Excerpts from a pointing dataset:
══════════
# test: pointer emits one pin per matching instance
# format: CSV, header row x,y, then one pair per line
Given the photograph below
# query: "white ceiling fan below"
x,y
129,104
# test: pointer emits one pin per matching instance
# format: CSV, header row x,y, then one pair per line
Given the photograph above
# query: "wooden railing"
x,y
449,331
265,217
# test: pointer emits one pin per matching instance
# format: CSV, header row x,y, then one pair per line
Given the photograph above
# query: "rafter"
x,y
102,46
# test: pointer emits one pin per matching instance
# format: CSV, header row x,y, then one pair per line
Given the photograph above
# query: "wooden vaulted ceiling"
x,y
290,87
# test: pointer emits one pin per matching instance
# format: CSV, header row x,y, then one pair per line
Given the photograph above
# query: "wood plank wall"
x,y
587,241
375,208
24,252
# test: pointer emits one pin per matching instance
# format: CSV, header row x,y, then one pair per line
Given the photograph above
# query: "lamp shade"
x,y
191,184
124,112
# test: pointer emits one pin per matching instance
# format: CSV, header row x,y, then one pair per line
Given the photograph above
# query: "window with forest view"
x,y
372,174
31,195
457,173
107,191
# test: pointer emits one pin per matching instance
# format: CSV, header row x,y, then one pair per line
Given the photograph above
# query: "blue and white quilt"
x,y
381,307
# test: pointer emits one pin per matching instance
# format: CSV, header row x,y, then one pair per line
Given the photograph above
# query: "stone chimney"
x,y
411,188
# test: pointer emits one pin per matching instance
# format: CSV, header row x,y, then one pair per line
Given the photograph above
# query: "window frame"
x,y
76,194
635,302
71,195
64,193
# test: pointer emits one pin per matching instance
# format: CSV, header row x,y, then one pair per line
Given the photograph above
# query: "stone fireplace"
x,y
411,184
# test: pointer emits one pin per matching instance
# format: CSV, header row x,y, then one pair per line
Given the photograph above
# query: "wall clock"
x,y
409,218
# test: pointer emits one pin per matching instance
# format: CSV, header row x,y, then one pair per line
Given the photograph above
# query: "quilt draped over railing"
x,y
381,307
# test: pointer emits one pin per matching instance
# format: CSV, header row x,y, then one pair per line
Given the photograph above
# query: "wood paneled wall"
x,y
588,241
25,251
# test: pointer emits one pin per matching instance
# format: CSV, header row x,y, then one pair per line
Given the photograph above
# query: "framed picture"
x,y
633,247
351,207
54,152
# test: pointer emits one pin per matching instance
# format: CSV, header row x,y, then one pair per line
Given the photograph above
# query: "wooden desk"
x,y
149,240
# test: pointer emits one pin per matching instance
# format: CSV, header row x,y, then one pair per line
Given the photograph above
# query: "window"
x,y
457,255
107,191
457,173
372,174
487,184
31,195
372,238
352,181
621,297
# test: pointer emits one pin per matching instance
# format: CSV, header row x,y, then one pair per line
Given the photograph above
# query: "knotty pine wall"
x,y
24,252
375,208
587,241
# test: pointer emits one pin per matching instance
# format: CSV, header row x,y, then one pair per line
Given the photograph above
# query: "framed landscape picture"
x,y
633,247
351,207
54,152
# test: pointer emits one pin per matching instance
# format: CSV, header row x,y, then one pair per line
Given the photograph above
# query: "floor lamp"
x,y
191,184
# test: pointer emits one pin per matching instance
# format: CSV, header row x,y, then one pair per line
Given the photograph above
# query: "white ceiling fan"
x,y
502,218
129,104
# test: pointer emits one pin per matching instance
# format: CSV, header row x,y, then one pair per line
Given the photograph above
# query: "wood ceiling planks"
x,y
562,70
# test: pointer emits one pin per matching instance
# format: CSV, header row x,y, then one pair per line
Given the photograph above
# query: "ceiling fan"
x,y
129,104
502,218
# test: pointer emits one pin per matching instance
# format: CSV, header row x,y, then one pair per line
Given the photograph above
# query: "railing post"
══════════
#### SET EXERCISE
Return every line of the listing above that contains the word "picture", treating uppercase and lowercase as different.

#### TASK RESULT
# query: "framed picture"
# query: "framed landscape picture"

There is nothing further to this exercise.